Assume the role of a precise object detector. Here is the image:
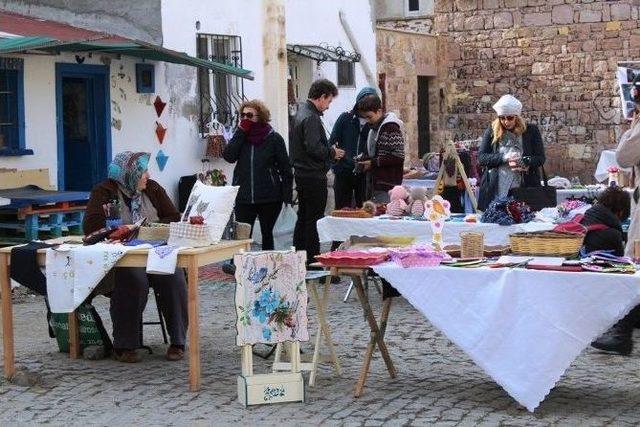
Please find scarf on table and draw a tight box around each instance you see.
[247,122,273,145]
[109,151,151,223]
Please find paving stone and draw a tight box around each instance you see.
[0,283,640,426]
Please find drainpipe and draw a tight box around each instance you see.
[338,10,378,87]
[262,0,289,147]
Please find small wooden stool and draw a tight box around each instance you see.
[273,271,342,387]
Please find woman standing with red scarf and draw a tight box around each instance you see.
[223,99,293,250]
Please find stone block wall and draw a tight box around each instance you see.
[376,26,446,165]
[434,0,640,182]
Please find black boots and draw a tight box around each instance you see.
[591,323,633,356]
[591,305,640,356]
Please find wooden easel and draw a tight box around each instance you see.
[435,141,478,212]
[236,248,305,407]
[273,271,342,387]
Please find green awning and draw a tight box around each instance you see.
[0,37,254,80]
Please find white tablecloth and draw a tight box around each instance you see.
[373,263,640,411]
[317,216,554,246]
[593,150,631,182]
[402,179,436,188]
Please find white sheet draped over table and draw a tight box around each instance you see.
[45,243,134,313]
[317,216,554,246]
[373,263,640,411]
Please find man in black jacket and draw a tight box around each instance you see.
[289,79,344,262]
[581,187,640,356]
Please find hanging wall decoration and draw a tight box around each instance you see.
[156,150,169,172]
[153,96,167,117]
[424,195,451,251]
[156,122,167,144]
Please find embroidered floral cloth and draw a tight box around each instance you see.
[234,251,309,345]
[147,245,182,274]
[45,243,133,313]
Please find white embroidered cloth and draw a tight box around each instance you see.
[317,216,554,246]
[147,245,182,275]
[593,150,631,182]
[45,243,132,313]
[373,263,640,411]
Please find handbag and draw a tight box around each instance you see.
[509,166,558,211]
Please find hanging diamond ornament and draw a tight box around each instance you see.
[153,96,167,117]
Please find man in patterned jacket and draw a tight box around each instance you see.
[357,95,404,203]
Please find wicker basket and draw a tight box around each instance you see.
[167,222,212,248]
[509,231,584,257]
[460,231,484,258]
[138,222,169,242]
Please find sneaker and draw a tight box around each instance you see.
[165,345,184,362]
[113,348,141,363]
[222,262,236,276]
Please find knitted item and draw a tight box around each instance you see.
[482,197,534,225]
[411,200,424,217]
[387,185,409,216]
[387,199,407,216]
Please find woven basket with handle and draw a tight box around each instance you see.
[460,231,484,258]
[138,222,169,241]
[509,231,584,257]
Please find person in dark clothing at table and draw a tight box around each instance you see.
[329,87,377,209]
[478,95,545,211]
[222,99,293,250]
[580,187,631,256]
[82,151,188,363]
[289,79,344,263]
[580,187,640,356]
[358,95,404,203]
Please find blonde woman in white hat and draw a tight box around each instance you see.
[478,95,544,210]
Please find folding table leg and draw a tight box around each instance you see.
[307,282,322,387]
[187,257,199,391]
[353,276,396,397]
[69,310,80,359]
[0,254,16,379]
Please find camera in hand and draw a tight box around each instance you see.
[353,153,371,175]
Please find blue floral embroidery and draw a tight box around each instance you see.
[262,328,271,341]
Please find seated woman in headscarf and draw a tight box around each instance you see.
[83,151,188,363]
[478,95,545,211]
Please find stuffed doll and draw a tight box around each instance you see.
[408,187,427,216]
[387,185,409,216]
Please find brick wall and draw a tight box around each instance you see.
[376,27,446,165]
[384,0,640,182]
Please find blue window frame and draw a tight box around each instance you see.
[0,58,33,156]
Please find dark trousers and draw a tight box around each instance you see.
[235,202,282,251]
[293,177,327,263]
[333,173,365,209]
[109,267,189,349]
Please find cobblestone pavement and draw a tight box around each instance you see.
[0,282,640,426]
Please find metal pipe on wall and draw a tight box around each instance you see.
[338,10,378,87]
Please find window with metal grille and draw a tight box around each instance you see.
[0,58,28,156]
[196,33,245,134]
[338,61,356,86]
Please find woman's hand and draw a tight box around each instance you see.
[238,119,253,132]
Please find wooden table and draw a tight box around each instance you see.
[312,264,397,397]
[0,238,251,391]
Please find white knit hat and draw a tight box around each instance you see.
[493,95,522,116]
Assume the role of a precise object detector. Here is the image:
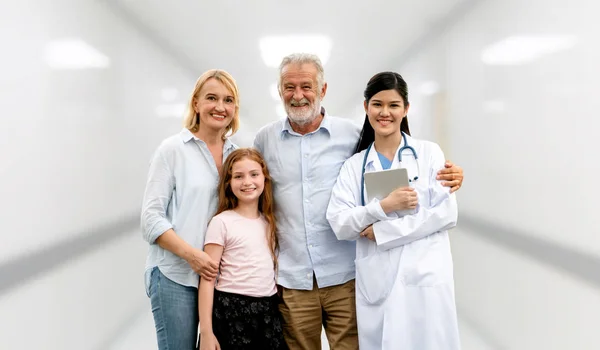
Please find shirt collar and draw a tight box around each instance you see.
[281,107,331,137]
[365,134,412,170]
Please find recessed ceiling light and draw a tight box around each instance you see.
[155,103,186,118]
[481,35,577,65]
[44,38,110,69]
[419,80,440,96]
[259,35,331,68]
[161,87,179,102]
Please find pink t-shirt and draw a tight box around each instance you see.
[204,210,277,297]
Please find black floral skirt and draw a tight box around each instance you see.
[213,289,288,350]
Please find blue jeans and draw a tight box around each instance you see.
[150,267,198,350]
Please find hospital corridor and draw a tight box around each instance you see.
[0,0,600,350]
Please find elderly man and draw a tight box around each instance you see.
[254,54,463,350]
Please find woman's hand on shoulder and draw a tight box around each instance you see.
[186,248,219,281]
[200,333,221,350]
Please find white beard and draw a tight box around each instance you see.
[285,98,321,126]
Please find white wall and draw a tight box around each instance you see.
[0,0,199,349]
[396,0,600,349]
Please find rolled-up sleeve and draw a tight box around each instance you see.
[141,147,175,244]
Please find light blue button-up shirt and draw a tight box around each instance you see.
[141,128,237,293]
[254,110,360,290]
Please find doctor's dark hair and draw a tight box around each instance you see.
[354,72,410,153]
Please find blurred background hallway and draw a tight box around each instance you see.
[0,0,600,350]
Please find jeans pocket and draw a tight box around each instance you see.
[355,251,398,304]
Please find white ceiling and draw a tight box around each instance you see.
[110,0,468,142]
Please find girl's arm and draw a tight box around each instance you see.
[198,243,223,341]
[326,159,389,241]
[373,144,458,250]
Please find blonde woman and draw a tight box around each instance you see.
[141,70,239,350]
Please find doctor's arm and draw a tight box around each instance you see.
[437,160,464,193]
[326,161,388,241]
[373,145,458,250]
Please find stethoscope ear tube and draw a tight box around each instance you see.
[360,132,420,207]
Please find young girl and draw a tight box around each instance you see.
[327,72,460,350]
[199,148,286,350]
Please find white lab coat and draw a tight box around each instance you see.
[327,135,460,350]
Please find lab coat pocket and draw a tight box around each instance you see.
[401,233,452,287]
[355,249,398,304]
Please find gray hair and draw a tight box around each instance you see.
[277,52,325,91]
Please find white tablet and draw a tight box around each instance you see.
[365,168,409,203]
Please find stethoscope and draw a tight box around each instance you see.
[360,132,421,207]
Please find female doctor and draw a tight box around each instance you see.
[327,72,460,350]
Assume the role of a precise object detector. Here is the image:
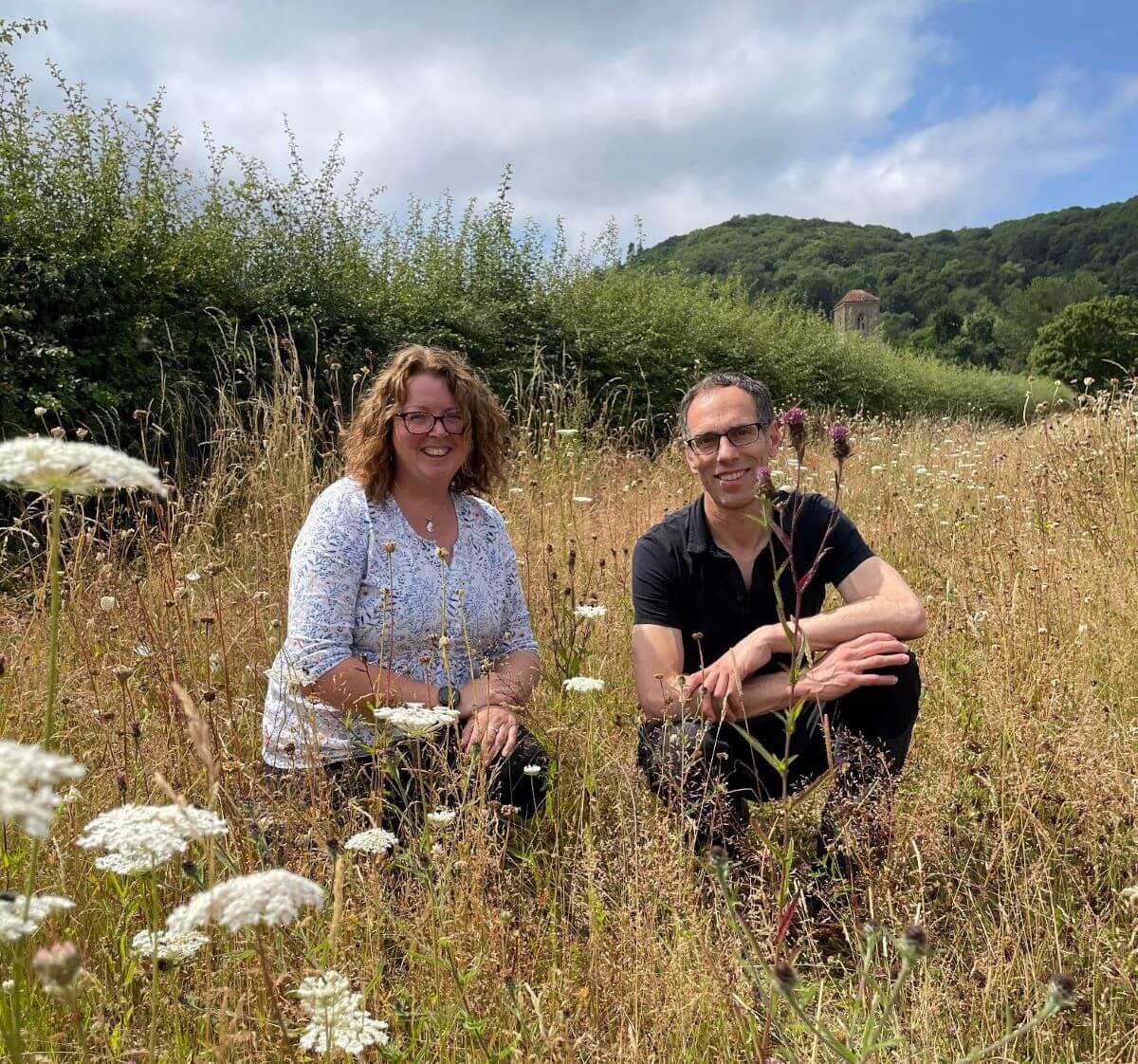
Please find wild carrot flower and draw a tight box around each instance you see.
[296,971,389,1056]
[561,676,604,694]
[166,869,324,932]
[376,702,459,739]
[75,804,229,875]
[343,828,400,853]
[131,931,210,963]
[32,943,83,995]
[0,892,75,943]
[0,739,86,838]
[0,436,166,499]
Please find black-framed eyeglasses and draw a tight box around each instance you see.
[684,421,766,454]
[395,410,467,436]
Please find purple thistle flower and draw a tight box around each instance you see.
[830,425,850,462]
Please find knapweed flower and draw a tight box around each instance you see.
[296,971,389,1056]
[781,406,806,462]
[0,892,75,943]
[131,931,210,963]
[32,943,83,995]
[376,702,459,739]
[561,676,604,694]
[830,425,850,462]
[343,827,399,853]
[166,869,324,932]
[0,436,166,499]
[75,803,229,875]
[0,739,86,838]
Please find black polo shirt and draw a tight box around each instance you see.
[633,491,874,672]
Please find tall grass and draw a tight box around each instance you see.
[0,338,1138,1064]
[0,22,1052,443]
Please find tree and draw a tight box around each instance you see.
[1029,296,1138,381]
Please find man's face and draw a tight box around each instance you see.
[683,387,779,510]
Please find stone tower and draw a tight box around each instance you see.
[835,288,881,336]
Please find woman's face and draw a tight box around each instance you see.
[392,374,470,488]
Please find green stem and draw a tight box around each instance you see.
[956,1001,1059,1064]
[44,488,63,746]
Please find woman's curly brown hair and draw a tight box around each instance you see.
[340,343,508,502]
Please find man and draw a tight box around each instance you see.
[633,374,926,871]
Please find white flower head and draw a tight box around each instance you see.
[75,804,229,875]
[131,931,210,963]
[0,739,86,838]
[296,971,389,1056]
[0,436,166,499]
[561,676,604,694]
[0,893,75,943]
[166,869,324,932]
[343,827,399,853]
[376,702,459,739]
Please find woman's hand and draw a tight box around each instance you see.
[461,706,522,764]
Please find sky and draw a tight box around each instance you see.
[0,0,1138,244]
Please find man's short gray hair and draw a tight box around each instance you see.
[678,374,775,439]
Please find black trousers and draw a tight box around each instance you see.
[264,722,550,830]
[637,654,921,861]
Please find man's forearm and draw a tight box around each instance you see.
[756,598,924,654]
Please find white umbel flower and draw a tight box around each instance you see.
[0,436,166,499]
[296,971,389,1056]
[0,739,86,838]
[561,676,604,694]
[343,827,399,853]
[131,931,210,963]
[376,702,459,739]
[0,893,75,943]
[166,869,324,932]
[75,804,229,875]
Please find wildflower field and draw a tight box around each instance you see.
[0,361,1138,1064]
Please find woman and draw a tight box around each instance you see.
[263,346,546,816]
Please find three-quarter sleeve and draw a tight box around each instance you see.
[279,480,370,681]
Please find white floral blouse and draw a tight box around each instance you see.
[262,477,537,768]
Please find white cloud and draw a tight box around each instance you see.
[9,0,1134,240]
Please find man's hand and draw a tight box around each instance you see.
[461,706,522,764]
[684,628,770,721]
[803,632,909,702]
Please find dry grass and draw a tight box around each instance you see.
[0,364,1138,1064]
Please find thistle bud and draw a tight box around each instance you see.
[1047,972,1074,1008]
[898,924,928,961]
[32,943,83,994]
[781,406,806,462]
[755,466,779,500]
[830,425,850,462]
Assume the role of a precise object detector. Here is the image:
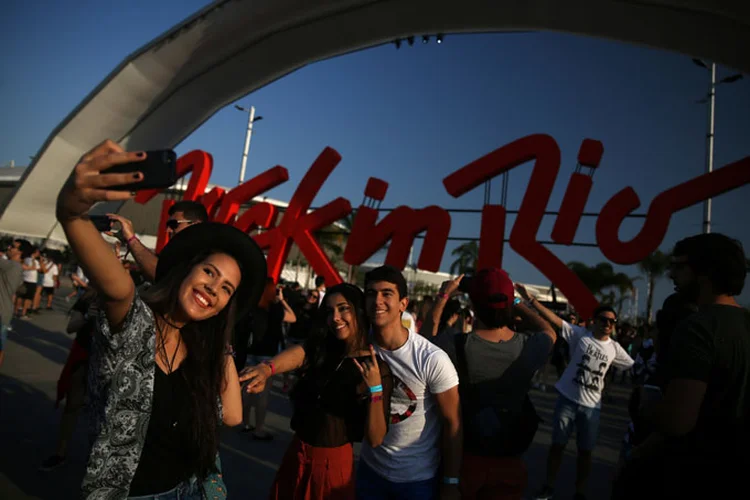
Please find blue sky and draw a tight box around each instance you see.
[0,0,750,309]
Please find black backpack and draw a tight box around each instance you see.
[454,333,541,457]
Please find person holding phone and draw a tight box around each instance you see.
[107,200,208,282]
[240,283,393,500]
[56,141,267,500]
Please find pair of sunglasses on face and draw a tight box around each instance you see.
[167,219,195,231]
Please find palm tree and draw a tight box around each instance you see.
[450,240,479,275]
[568,261,638,317]
[638,250,669,325]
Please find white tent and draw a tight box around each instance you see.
[0,0,750,241]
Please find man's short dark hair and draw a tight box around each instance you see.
[594,305,617,319]
[672,233,747,295]
[169,200,208,222]
[365,265,409,299]
[474,305,513,330]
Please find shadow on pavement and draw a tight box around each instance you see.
[0,374,85,500]
[8,320,73,365]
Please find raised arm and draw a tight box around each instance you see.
[240,345,305,394]
[516,283,562,330]
[278,289,297,323]
[57,140,146,328]
[221,354,242,427]
[515,298,557,350]
[419,274,464,339]
[352,345,388,448]
[107,214,159,283]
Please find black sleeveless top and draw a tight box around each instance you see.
[129,365,194,496]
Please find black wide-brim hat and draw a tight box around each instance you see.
[156,222,268,317]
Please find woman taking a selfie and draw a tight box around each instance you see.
[57,141,266,500]
[240,284,393,500]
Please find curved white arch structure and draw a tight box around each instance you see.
[0,0,750,241]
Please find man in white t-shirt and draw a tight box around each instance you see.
[357,266,463,500]
[516,284,633,500]
[42,259,60,309]
[16,247,47,319]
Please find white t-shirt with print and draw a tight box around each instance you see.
[361,333,458,483]
[42,261,60,288]
[23,257,40,285]
[555,321,633,408]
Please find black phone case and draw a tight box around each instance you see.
[102,149,177,191]
[89,215,112,233]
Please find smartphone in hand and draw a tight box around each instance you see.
[102,149,177,191]
[89,215,112,233]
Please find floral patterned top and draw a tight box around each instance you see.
[82,294,156,500]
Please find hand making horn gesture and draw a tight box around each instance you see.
[57,140,146,219]
[352,344,382,387]
[239,363,273,394]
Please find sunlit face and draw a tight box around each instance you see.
[261,280,276,304]
[594,311,617,335]
[325,293,358,341]
[167,212,198,238]
[178,253,242,321]
[365,281,409,328]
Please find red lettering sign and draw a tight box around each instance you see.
[140,134,750,317]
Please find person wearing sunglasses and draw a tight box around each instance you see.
[516,284,634,500]
[107,200,208,283]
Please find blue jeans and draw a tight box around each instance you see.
[357,460,438,500]
[552,395,601,451]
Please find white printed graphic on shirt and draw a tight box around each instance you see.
[555,321,633,408]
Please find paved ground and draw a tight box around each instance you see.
[0,293,628,500]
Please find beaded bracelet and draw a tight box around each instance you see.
[263,359,276,375]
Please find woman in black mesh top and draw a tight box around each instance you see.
[240,284,393,500]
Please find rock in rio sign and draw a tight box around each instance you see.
[135,134,750,317]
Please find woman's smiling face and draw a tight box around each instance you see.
[325,293,358,342]
[178,253,242,321]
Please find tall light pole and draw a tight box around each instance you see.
[234,104,263,185]
[693,59,742,233]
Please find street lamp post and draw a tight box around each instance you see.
[693,59,742,234]
[234,104,263,185]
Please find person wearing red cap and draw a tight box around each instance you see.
[436,268,557,500]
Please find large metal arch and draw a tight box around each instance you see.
[0,0,750,241]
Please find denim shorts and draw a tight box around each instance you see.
[356,460,438,500]
[552,395,601,451]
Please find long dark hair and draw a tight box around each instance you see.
[141,250,239,481]
[302,283,370,377]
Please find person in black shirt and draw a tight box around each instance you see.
[240,284,393,500]
[633,233,750,498]
[242,278,297,441]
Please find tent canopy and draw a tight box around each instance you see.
[0,0,750,241]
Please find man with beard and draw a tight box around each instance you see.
[633,233,750,498]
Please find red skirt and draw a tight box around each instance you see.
[270,435,355,500]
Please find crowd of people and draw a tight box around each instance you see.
[0,141,750,500]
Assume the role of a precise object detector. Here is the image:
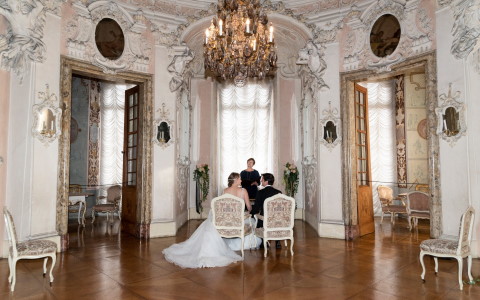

__What the exercise asks__
Copy out, in full, every line above that contains the word "wooden".

__Exercise solution__
Please find small wooden stool and draw a tight box around each instance you see.
Please find wooden easel and draw a tight box around each instance you see.
Please find wooden table and draw a tight box around each instance you see.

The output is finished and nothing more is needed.